■ **WHAT THE TASK ASKS**:
Edit the records below so that every "pick planner" becomes "grasp planner", and leave everything else as it is.

++++ GIVEN RECORDS ++++

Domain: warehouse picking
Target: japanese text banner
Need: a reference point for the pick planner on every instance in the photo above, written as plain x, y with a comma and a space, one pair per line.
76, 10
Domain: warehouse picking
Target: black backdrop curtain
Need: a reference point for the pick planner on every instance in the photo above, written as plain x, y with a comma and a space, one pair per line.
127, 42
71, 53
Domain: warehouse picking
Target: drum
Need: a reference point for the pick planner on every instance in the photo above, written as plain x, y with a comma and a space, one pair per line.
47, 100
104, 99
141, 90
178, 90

++++

■ **FINISHED TASK**:
Domain: warehouse picking
Target: japanese text banner
Need: a reference point for the grasp planner on every instance in the photo above, written as plain x, y with a comma and a space, one pair per line.
76, 10
Domain: warehouse picking
Target: black backdrop curtain
Need: a reference point for the grasp planner on every instance in the photo above, written as plain x, y with a comma and a space, one pair per line.
127, 42
71, 53
Domain: warehouse picking
Target: drum
Need: a reference point for the grasp planner on every instance in the photo above, written as plain x, y with a comma and a space, one pair per line.
47, 100
104, 99
141, 90
178, 90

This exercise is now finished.